Extracted records »
______________________________

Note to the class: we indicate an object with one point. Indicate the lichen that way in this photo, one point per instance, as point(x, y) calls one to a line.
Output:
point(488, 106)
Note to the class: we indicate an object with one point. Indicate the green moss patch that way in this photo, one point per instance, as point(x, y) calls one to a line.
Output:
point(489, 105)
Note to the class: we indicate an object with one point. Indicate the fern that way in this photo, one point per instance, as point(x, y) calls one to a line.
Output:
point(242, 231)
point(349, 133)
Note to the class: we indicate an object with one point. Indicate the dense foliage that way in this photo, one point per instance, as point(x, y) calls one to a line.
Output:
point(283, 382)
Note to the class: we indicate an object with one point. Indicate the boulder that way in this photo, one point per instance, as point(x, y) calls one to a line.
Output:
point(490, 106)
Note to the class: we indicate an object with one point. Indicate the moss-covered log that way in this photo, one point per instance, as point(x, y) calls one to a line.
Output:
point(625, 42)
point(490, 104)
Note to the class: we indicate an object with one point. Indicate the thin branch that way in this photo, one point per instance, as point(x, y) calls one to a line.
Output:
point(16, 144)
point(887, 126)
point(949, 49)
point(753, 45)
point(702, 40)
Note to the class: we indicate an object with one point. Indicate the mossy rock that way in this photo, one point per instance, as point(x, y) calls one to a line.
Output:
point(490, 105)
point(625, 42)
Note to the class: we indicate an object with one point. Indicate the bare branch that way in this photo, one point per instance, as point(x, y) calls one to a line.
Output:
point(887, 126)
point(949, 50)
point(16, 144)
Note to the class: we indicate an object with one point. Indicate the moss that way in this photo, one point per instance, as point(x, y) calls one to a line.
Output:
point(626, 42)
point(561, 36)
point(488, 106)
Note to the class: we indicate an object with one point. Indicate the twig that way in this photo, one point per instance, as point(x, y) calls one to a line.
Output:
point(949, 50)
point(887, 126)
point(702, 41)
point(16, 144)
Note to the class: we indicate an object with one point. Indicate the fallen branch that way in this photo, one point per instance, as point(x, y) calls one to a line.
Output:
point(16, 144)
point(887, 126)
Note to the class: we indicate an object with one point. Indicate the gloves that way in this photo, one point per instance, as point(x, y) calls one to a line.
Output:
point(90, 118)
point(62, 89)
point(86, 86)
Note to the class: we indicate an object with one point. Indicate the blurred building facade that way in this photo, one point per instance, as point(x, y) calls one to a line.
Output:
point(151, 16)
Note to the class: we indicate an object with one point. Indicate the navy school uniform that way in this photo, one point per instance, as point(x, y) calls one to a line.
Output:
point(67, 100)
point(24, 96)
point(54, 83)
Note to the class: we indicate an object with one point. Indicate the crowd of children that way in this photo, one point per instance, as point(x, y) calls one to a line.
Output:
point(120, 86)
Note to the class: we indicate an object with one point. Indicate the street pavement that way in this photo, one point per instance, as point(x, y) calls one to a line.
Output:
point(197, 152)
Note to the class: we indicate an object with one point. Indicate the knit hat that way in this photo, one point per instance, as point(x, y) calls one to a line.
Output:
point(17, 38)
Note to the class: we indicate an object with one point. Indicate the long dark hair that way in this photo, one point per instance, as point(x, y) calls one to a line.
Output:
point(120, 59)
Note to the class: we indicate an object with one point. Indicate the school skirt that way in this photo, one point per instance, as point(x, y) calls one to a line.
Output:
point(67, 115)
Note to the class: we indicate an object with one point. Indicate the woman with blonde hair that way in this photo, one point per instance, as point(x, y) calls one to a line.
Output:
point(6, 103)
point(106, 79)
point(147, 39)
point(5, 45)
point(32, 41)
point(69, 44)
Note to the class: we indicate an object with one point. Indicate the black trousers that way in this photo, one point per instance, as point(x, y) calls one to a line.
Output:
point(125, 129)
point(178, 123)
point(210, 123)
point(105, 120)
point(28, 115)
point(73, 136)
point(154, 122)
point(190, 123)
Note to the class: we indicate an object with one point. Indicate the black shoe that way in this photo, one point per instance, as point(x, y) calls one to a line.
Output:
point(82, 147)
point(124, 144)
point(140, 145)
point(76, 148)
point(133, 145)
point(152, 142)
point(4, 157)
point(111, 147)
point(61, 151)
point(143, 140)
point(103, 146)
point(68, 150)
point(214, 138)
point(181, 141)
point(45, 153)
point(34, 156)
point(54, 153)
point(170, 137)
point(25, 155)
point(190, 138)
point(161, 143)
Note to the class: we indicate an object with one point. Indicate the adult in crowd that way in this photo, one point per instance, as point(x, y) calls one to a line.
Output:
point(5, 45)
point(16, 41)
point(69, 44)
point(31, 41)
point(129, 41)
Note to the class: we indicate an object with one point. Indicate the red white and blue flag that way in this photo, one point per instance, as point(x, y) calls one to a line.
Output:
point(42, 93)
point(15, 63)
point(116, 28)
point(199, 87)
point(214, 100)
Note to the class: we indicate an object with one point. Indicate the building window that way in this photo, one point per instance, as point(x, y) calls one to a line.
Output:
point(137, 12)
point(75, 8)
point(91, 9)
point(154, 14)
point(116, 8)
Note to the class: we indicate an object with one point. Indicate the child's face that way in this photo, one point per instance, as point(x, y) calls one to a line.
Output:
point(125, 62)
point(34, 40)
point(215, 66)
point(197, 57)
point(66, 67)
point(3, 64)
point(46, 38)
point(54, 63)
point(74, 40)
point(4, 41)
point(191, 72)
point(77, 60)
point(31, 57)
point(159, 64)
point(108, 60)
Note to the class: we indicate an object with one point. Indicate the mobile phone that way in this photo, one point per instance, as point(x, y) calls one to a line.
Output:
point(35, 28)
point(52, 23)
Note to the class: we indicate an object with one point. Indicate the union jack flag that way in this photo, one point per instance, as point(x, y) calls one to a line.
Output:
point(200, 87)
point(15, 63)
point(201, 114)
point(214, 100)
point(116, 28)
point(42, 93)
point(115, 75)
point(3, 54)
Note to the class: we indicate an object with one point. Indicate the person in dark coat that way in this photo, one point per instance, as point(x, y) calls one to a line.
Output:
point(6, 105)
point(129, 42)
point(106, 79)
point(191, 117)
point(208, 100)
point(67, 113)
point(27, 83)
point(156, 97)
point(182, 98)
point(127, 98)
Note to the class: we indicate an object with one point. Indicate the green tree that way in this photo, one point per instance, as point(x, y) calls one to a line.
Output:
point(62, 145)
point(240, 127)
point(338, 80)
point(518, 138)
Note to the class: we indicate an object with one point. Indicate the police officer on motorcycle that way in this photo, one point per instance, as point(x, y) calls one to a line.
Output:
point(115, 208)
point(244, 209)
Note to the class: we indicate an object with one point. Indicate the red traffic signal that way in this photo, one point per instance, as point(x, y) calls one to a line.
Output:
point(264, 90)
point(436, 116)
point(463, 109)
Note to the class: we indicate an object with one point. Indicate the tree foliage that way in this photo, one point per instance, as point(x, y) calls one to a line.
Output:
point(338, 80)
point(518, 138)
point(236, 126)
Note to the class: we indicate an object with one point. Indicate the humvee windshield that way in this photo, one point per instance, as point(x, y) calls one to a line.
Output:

______________________________

Required action » All the data must be duplicated exactly, with nothing added or removed.

Answer section »
Note to the class: we indicate an object with one point. Indicate the lichen that way in this photo, one point per instance, as point(x, y) calls one to a line.
Output:
point(488, 106)
Note to the class: we indicate an object with one point. Indicate the green moss patch that way in this photo, one point per instance, as point(x, y) calls one to a line.
Output:
point(489, 105)
Note to the class: we indicate an object with one point. Indicate the fern that way in this photo, one point per instance, as point(x, y) calls one to a line.
Output:
point(242, 231)
point(349, 133)
Note to the class: we indicate an object with one point. Indicate the dense foliage that way in this photo, one point per instance, as point(x, y) calls one to a line.
Output:
point(283, 382)
Note to the class: we indicate an object with one point. Indicate the boulder that way in this photo, one point per instance, as point(x, y) calls one to a line.
Output:
point(490, 106)
Note to the class: we indicate an object with one point. Indicate the moss-covered log that way in this photo, one point per instance, as point(x, y) calls one to a line.
Output:
point(625, 42)
point(490, 104)
Note to the class: we indicate an object with one point. Indicate the thin branch that way in this photo, one point per instance, as point(x, y) calls one to a line.
Output:
point(16, 144)
point(887, 126)
point(949, 49)
point(753, 45)
point(702, 40)
Note to the class: we indicate an object with one point. Indicate the mossy rock that way in this photo, one point per instance, as point(x, y) calls one to a line.
Output:
point(490, 105)
point(625, 42)
Note to the class: we indicate an object with one point. Indicate the bare branch that way in this photo, one point per instance, as point(x, y) calls one to a line.
Output:
point(887, 126)
point(949, 50)
point(16, 144)
Note to the class: we indicate an object with one point. Indicate the moss that way in this photo, one point per instance, as point(x, y) calls one to a line.
Output:
point(626, 42)
point(561, 36)
point(488, 106)
Note to the class: we indicate an object with one point. Indicate the twig that way in this photo, one point per instance, as point(x, y) calls one to a line.
Output:
point(949, 50)
point(887, 126)
point(702, 41)
point(16, 144)
Note to the class: we indicate an object with one point. Indicate the fallen branch that way in this photo, one point per instance, as point(x, y) calls one to a line.
Output:
point(16, 144)
point(887, 126)
Note to the class: we indicate an object with one point. Indicate the gloves that way in this photo, one point per instance, as point(x, y) calls one to a line.
Output:
point(90, 118)
point(62, 89)
point(86, 86)
Note to the class: we indicate an object with one point. Indicate the blurred building facade that way in this photo, one point per instance, as point(x, y) calls one to a line.
Output:
point(151, 16)
Note to the class: we indicate an object with one point. Indicate the navy school uniform that way in this photo, one point per instance, as point(x, y) calls one to a line.
Output:
point(67, 100)
point(24, 96)
point(54, 83)
Note to the class: we indicate an object with one point. Indicate the crowd of children that way in this photo, one point per instance, as point(x, y) calls one to a line.
Output:
point(120, 86)
Note to the class: we indicate an object with one point. Indicate the street pavement that way in this photo, one point per instance, as point(x, y) calls one to a line.
Output:
point(197, 152)
Note to the class: we indicate an object with one point. Indicate the knit hat that way in this photo, one point per instance, as point(x, y) calls one to a line.
Output:
point(17, 38)
Note to the class: we indicate an object with one point. Indicate the long dark hair that way in this photo, one point per instance, as point(x, y) calls one to a line.
Output:
point(120, 59)
Note to the class: we indicate an object with one point. Indicate the school skirt that way in this photo, one point per instance, as point(x, y) calls one to a line.
Output:
point(67, 115)
Note to the class: we indicate an object with one point. Indicate the woman with blonde hair that way in this photo, one point per instance, as point(x, y) calls one to a line.
Output:
point(6, 103)
point(106, 79)
point(147, 39)
point(5, 45)
point(32, 41)
point(69, 44)
Note to the class: we indicate an object with one point. Indicate the black trousers that way in this photo, one point per instance, as point(x, y) calls one to a line.
Output:
point(125, 129)
point(178, 123)
point(210, 123)
point(105, 120)
point(28, 115)
point(73, 136)
point(154, 122)
point(190, 123)
Note to the class: we indicate an object with one point. Indicate the black shoe that way in this photo, one point per instance, as point(x, y) calls one to a line.
Output:
point(82, 147)
point(124, 144)
point(140, 145)
point(76, 148)
point(133, 145)
point(152, 142)
point(4, 157)
point(111, 147)
point(61, 151)
point(143, 140)
point(103, 146)
point(68, 150)
point(214, 138)
point(181, 141)
point(45, 153)
point(34, 156)
point(54, 153)
point(170, 137)
point(25, 155)
point(190, 138)
point(161, 143)
Note to the class: we indicate an object with one point. Indicate the adult in crowd that way in this photo, one point per instance, as point(x, y) calls one to a line.
Output:
point(5, 45)
point(16, 41)
point(69, 44)
point(31, 41)
point(129, 41)
Note to the class: we indicate an object with one point. Indicate the red white and blue flag that way in this photo, one point per instance, as point(x, y) calls one to a line.
Output:
point(42, 93)
point(15, 63)
point(116, 28)
point(199, 87)
point(214, 100)
Note to the class: we indicate an object with one point. Indicate the building window that way in this photo, one point per instance, as point(x, y) calls one to a line.
Output:
point(137, 12)
point(75, 8)
point(91, 9)
point(154, 14)
point(116, 8)
Note to the class: we indicate an object with one point. Indicate the child's face that way in this photo, one point per instance, as point(x, y) calls one to a line.
Output:
point(125, 62)
point(34, 40)
point(215, 66)
point(197, 57)
point(66, 67)
point(3, 64)
point(46, 38)
point(54, 63)
point(74, 40)
point(4, 41)
point(191, 72)
point(77, 60)
point(31, 57)
point(159, 64)
point(108, 60)
Note to the class: we indicate an object with one point. Indicate the mobile phone that way in this photo, one point per instance, as point(x, y) calls one to a line.
Output:
point(35, 28)
point(52, 23)
Note to the class: we indicate an object with one point. Indicate the union jack flag that way in this photo, one point per instance, as point(x, y) calls one to a line.
Output:
point(200, 87)
point(15, 63)
point(201, 114)
point(214, 100)
point(116, 28)
point(42, 93)
point(115, 75)
point(3, 54)
Note to the class: we indicate an object with one point. Indicate the person in dark coat that way in this photo, one point per instance, as point(x, y) calls one to a line.
Output:
point(6, 105)
point(129, 42)
point(106, 79)
point(191, 117)
point(208, 100)
point(67, 113)
point(27, 83)
point(156, 97)
point(182, 98)
point(127, 98)
Note to the class: we indicate an object with one point. Indicate the green tree that way in this photo, one point per instance, as point(x, y) calls one to a line.
Output:
point(62, 145)
point(240, 127)
point(338, 80)
point(518, 138)
Note to the class: we indicate an object with one point. Indicate the police officer on motorcycle that way in this photo, one point per instance, as point(x, y) calls one to a line.
Output:
point(115, 208)
point(244, 209)
Note to the class: we indicate an object with one point. Indicate the red traffic signal that way in this photo, one point per instance, as point(x, y) calls one to a line.
Output:
point(264, 90)
point(436, 116)
point(463, 109)
Note to the class: we indicate an object with one point. Indicate the tree foliage that way in this photo, one point per instance, as point(x, y) calls one to a line.
Output:
point(338, 80)
point(518, 138)
point(236, 126)
Note to the class: we indicate an object with one point. Indicate the humvee windshield that way in this photo, one point per instance, as point(x, y) calls one to a line.
Output:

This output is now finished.